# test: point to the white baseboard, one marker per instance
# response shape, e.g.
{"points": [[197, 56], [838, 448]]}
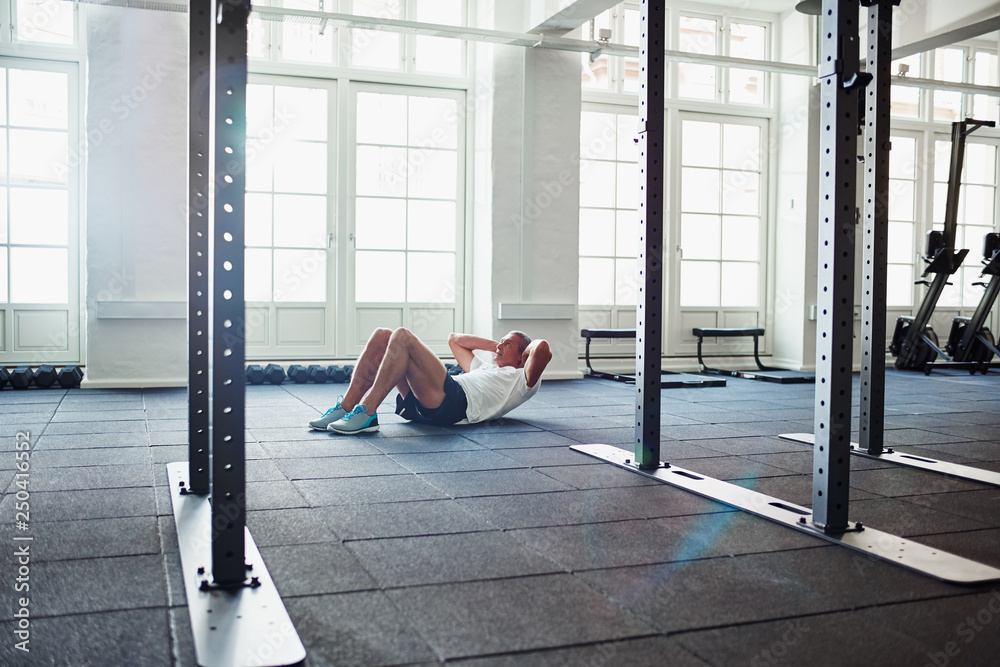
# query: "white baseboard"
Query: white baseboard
{"points": [[133, 383]]}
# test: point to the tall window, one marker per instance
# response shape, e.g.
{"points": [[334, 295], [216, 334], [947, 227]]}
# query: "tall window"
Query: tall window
{"points": [[976, 213], [45, 22], [609, 191], [406, 209], [287, 193], [289, 213], [721, 214], [709, 35], [35, 195], [39, 212], [902, 221]]}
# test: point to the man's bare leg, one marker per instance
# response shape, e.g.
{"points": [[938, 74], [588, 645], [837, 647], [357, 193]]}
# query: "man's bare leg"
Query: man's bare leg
{"points": [[366, 369], [409, 365]]}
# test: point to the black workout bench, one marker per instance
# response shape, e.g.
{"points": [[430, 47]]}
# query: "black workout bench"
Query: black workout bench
{"points": [[764, 373], [668, 379]]}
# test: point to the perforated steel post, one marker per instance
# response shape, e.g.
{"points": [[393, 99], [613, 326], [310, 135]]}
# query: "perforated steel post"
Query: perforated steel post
{"points": [[199, 147], [876, 152], [839, 81], [649, 320], [228, 332]]}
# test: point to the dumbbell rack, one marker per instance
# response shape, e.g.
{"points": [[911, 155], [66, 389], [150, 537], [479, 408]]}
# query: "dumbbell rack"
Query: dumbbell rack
{"points": [[237, 616]]}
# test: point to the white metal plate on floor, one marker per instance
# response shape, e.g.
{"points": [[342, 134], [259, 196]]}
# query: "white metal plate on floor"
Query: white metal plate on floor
{"points": [[246, 627], [920, 462], [926, 560]]}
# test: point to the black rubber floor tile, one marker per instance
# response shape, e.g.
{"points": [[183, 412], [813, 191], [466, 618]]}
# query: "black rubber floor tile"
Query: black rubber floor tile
{"points": [[600, 475], [322, 445], [529, 439], [376, 520], [94, 427], [896, 516], [94, 538], [92, 441], [989, 417], [976, 505], [540, 457], [493, 482], [97, 584], [425, 444], [108, 638], [310, 569], [354, 490], [167, 425], [907, 482], [801, 462], [553, 509], [959, 630], [754, 445], [441, 559], [102, 456], [665, 540], [726, 591], [488, 617], [357, 629], [331, 467], [642, 652], [95, 477], [456, 461], [272, 495], [606, 436], [808, 640], [62, 416], [706, 432], [963, 452], [772, 427], [978, 545], [914, 436], [288, 527], [80, 505], [730, 468], [796, 489]]}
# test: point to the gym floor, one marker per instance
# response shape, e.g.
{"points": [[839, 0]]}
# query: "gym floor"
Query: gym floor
{"points": [[495, 544]]}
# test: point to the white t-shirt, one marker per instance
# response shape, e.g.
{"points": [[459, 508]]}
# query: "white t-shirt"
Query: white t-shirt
{"points": [[492, 391]]}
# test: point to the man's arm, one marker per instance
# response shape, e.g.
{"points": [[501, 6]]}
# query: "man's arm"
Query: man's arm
{"points": [[534, 359], [462, 346]]}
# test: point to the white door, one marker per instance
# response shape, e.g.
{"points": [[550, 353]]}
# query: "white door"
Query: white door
{"points": [[291, 209], [39, 212]]}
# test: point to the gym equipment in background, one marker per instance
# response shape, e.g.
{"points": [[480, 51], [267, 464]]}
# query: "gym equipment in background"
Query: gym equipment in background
{"points": [[764, 373], [914, 343], [970, 343], [668, 379]]}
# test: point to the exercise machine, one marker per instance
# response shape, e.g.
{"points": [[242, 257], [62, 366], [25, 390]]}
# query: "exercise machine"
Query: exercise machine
{"points": [[765, 373], [970, 343], [914, 343], [668, 379]]}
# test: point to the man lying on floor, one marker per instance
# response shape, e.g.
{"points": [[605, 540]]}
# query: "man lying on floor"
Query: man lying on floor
{"points": [[427, 393]]}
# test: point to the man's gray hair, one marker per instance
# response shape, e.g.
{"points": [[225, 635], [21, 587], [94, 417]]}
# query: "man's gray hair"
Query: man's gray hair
{"points": [[525, 340]]}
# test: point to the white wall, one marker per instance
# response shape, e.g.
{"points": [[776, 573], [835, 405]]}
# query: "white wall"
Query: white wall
{"points": [[536, 191], [794, 258], [136, 224]]}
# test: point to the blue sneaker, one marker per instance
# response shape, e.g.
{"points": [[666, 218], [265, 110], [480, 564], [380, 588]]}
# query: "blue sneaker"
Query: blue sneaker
{"points": [[355, 421], [330, 416]]}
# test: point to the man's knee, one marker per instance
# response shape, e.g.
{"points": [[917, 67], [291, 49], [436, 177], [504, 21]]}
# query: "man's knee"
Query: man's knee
{"points": [[402, 334], [381, 334]]}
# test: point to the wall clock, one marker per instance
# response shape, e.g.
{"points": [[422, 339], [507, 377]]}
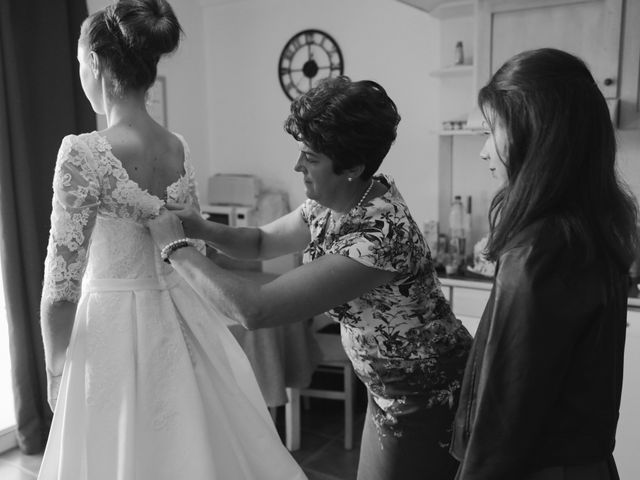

* **What you have to do**
The answer should be an exact copy of the material, with its pictures removed.

* **Answer space**
# test: point to the white baseboard, one marker per instance
# response shape, e.g.
{"points": [[197, 56], [838, 448]]}
# query: "white baseboard"
Query: white baseboard
{"points": [[133, 383]]}
# test: point to the tall window, one marker per instance
# response shape, e.g.
{"points": [[334, 295], [216, 334], [947, 227]]}
# query: "tall window"
Query: tall window
{"points": [[976, 213], [45, 22], [609, 191], [406, 209], [287, 193], [289, 213], [721, 214], [709, 35], [35, 195], [39, 212], [902, 221]]}
# test: point to the man's bare leg, one marker per instance
# response shape, e.g.
{"points": [[938, 74], [588, 645], [837, 647], [357, 193]]}
# query: "man's bare leg"
Query: man's bare leg
{"points": [[366, 369], [409, 365]]}
# test: point to the black workout bench, one marker per instance
# response shape, e.g.
{"points": [[430, 47]]}
# query: "black workout bench"
Query: black workout bench
{"points": [[764, 373], [668, 379]]}
# test: point to the perforated steel post, one marker per instance
# response shape, e.g.
{"points": [[393, 99], [613, 326], [310, 135]]}
# query: "perforated steel post"
Query: perforated steel post
{"points": [[199, 147], [876, 152], [839, 81], [649, 320], [228, 332]]}
# test: point to the dumbbell rack, one marker per instance
# response shape, e.g.
{"points": [[911, 155], [66, 389], [150, 537], [479, 408]]}
# query: "dumbbell rack"
Query: dumbbell rack
{"points": [[237, 616]]}
# test: point to the white metal plate on floor, one marker per instance
# response shape, e.g.
{"points": [[342, 134], [259, 196]]}
# query: "white metal plate on floor"
Query: white metal plate on floor
{"points": [[246, 627], [920, 462], [926, 560]]}
# test: point to the black rubber floor tile, one marker per instance
# response shape, e.g.
{"points": [[183, 412], [813, 191], [466, 618]]}
# query: "black rubber floor tile"
Query: black rubber floor tile
{"points": [[600, 475], [322, 445], [529, 439], [376, 520], [94, 427], [896, 516], [94, 538], [92, 441], [989, 417], [976, 505], [540, 457], [493, 482], [97, 584], [425, 444], [108, 638], [310, 569], [354, 490], [167, 425], [907, 482], [801, 462], [553, 509], [959, 630], [754, 445], [441, 559], [102, 456], [665, 540], [726, 591], [488, 617], [357, 629], [331, 467], [642, 652], [95, 477], [456, 461], [272, 495], [606, 436], [808, 640], [62, 416], [706, 432], [963, 452], [772, 427], [978, 545], [914, 436], [288, 527], [80, 505], [730, 468], [796, 489]]}
# test: point to the gym floor, one marker per instance
# response shape, e.g.
{"points": [[839, 0]]}
# query: "gym floor"
Query: gym floor
{"points": [[495, 544]]}
# test: point to the white t-shirt, one marker per instance
# response shape, e.g.
{"points": [[459, 508]]}
# query: "white t-shirt"
Query: white t-shirt
{"points": [[492, 391]]}
# test: point to the man's arm, one marker per instance
# response shape, e.g.
{"points": [[501, 6]]}
# query: "man's arm"
Query: man's arm
{"points": [[534, 359], [462, 346]]}
# test: point to the white door, one marker per instance
# response shape, e.g.
{"points": [[550, 353]]}
# query: "white door"
Query: white door
{"points": [[291, 209], [39, 212]]}
# test: point to the gym equipment in background, one marker per instance
# response shape, e.g.
{"points": [[480, 51], [267, 464]]}
# query: "gym equipment in background"
Query: gym equipment in background
{"points": [[764, 373], [914, 343], [970, 343], [668, 379]]}
# test: point to the exercise machine, one marker per instance
# response shape, e.g.
{"points": [[242, 257], [62, 366], [25, 390]]}
# query: "exercise machine"
Query: exercise machine
{"points": [[765, 373], [970, 343], [914, 343], [668, 379]]}
# test: point to the man lying on floor, one marker per instance
# response shape, e.g.
{"points": [[605, 540]]}
# query: "man lying on floor"
Query: man lying on floor
{"points": [[427, 393]]}
# test: point to the man's gray hair, one marker per instance
# response shape, e.g.
{"points": [[225, 635], [21, 587], [94, 417]]}
# query: "man's gray hair"
Query: man's gray hair
{"points": [[525, 340]]}
# test: point to the white wall, one marker per instance
# response shape, e.g.
{"points": [[776, 573], [835, 405]]}
# query: "white wall"
Query: white wall
{"points": [[536, 191], [794, 258], [136, 224]]}
# test: point to the blue sneaker, one marker per instance
# response shape, e.g.
{"points": [[666, 218], [265, 110], [480, 564], [380, 588]]}
# query: "blue sneaker"
Query: blue sneaker
{"points": [[355, 421], [330, 416]]}
# test: point to the man's knee, one marker per instance
# response shape, e.g.
{"points": [[917, 67], [291, 49], [436, 177], [504, 21]]}
# query: "man's knee"
Query: man's knee
{"points": [[402, 334], [381, 334]]}
# test: point to the wall clock, one marker per instance
# response shape, e.g.
{"points": [[422, 339], [507, 377]]}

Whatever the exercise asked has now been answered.